• _EXTRAIT DE LA PAGE_

J’ai l’honneur de vous faire part de l’avis de l’asbl urbAgora concernant le projet de réaménagement des Quais de Meuse à Liège, soumis jusqu’à ce 6 septembre à enquête publique.

Avant toute chose, je tiens à rappeler le soutien de notre association à ce projet, déjà manifesté dans le cadre de l’étude d’incidence du projet et dans notre communiqué du 7 octobre 2010 |1|. Nous y faisions part de notre enthousiasme, pour ce qui apparait comme un « tournant culturel dans le chef des aménageurs publics, qui proposent ici une vision équilibrée d’un espace urbain dans lequel tous les usagers de la ville ont — enfin — leur place [et] où le bord de Meuse redeviendra un espace agréable, accessible aux usagers lents, propice à la promenade ». Mais nous pointions également quelques carences fondamentales du projet : l’absence de prise en compte du pied du pont de Fragnée dans le périmètre d’aménagement (alors que distant de seulement 50 mètres de son pourtour), les inconnues liées à la conception de la future passerelle enjambant la Meuse et l’absence de plan de circulation globale du quartier des Guillemins. Si la lecture du permis tend à confirmer globalement notre propos — et qu’enfin une communication est annoncée le 13 septembre prochain à propos de la passerelle —, il s’accompagne également de remarques nouvelles.

• _DONNÉES RECENSÉES_
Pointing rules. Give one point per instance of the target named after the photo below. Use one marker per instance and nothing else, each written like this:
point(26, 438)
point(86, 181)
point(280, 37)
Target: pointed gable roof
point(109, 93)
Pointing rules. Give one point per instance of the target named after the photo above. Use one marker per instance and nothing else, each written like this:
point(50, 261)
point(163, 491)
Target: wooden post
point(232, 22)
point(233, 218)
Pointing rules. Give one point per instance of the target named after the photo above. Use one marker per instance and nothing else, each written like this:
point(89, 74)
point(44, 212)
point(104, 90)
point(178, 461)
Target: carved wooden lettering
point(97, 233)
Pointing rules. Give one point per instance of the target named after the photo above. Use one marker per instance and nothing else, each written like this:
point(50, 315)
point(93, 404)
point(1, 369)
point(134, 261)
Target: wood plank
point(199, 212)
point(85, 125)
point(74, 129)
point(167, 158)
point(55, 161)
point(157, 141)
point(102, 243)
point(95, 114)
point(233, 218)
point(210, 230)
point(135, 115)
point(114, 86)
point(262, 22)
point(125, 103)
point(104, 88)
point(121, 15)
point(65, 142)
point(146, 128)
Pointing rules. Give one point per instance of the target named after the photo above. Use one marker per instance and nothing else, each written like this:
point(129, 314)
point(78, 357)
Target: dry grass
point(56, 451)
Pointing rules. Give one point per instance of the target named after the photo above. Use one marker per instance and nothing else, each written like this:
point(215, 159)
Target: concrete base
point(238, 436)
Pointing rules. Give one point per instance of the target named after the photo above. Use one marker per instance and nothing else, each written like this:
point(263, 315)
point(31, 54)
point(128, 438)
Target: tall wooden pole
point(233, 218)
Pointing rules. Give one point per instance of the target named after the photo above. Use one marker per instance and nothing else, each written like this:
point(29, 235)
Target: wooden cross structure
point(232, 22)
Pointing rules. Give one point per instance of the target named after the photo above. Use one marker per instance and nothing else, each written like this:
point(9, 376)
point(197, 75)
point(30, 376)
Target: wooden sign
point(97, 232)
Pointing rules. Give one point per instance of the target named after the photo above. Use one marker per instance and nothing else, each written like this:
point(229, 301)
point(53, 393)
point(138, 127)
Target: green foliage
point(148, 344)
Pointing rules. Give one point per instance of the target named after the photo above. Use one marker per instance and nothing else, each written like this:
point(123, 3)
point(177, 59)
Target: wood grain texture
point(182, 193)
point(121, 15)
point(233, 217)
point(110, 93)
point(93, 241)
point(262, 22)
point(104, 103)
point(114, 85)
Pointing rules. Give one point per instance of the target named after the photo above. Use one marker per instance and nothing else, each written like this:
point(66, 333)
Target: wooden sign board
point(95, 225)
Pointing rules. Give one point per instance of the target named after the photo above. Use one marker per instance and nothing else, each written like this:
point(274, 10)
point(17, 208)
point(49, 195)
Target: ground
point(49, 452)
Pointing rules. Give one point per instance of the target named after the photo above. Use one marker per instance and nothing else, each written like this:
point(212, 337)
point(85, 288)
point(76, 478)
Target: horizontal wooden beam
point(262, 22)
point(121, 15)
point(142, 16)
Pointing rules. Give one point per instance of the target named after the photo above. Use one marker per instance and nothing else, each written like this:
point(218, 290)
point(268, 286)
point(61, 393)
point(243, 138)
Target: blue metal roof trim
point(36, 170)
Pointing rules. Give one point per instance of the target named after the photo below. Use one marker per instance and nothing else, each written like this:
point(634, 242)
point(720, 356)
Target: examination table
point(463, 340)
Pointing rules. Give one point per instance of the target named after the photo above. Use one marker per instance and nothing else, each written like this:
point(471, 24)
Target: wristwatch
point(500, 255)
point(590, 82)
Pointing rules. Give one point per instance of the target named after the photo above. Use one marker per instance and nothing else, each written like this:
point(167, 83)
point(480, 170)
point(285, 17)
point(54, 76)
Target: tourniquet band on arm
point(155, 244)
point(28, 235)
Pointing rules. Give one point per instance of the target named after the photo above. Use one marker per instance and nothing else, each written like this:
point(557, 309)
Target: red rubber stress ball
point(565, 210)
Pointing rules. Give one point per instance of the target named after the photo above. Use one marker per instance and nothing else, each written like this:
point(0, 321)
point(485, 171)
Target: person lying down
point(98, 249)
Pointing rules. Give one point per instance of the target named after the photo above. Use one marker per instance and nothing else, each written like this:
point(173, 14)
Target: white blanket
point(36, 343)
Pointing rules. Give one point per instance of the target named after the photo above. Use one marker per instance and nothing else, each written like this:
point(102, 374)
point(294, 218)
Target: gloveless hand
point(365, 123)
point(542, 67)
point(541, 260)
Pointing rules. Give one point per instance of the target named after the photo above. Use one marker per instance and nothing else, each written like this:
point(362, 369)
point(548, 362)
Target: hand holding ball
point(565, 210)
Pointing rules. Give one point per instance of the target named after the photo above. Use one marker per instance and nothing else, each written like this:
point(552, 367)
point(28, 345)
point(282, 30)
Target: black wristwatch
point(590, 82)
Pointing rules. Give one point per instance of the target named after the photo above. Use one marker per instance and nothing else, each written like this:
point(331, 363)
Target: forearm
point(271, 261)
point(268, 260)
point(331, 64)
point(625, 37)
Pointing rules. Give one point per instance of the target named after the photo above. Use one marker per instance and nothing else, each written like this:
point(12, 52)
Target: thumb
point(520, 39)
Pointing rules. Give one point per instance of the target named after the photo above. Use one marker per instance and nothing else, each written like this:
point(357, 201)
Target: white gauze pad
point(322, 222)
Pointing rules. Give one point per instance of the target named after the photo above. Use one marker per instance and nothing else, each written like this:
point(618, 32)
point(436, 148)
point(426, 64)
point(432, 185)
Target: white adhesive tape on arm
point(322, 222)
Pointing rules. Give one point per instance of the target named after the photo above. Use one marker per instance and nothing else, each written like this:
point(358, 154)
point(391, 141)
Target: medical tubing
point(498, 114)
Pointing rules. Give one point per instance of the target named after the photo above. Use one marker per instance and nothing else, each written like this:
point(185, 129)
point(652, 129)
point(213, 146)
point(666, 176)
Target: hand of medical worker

• _CONSIGNE 1_
Recopiez l’extrait en commençant par « J’ai l’honneur de » et en terminant par « à enquête publique. », et remplacez-y « enquête publique » par « consultation publique ».
• _CONSIGNE 2_
Répondez brièvement aux questions suivantes d’après l’extrait.
(a) Jusqu’à quelle date le projet est-il soumis à enquête publique ?
(b) De quelle date est le communiqué de l’association mentionné dans l’extrait ?
(c) À quelle date une communication sur la passerelle est-elle annoncée ?

• _RÉSULTAT 1_
J’ai l’honneur de vous faire part de l’avis de l’asbl urbAgora concernant le projet de réaménagement des Quais de Meuse à Liège, soumis jusqu’à ce 6 septembre à consultation publique.

• _RÉSULTAT 2_
(a) Jusqu’au 6 septembre.
(b) Du 7 octobre 2010.
(c) Le 13 septembre.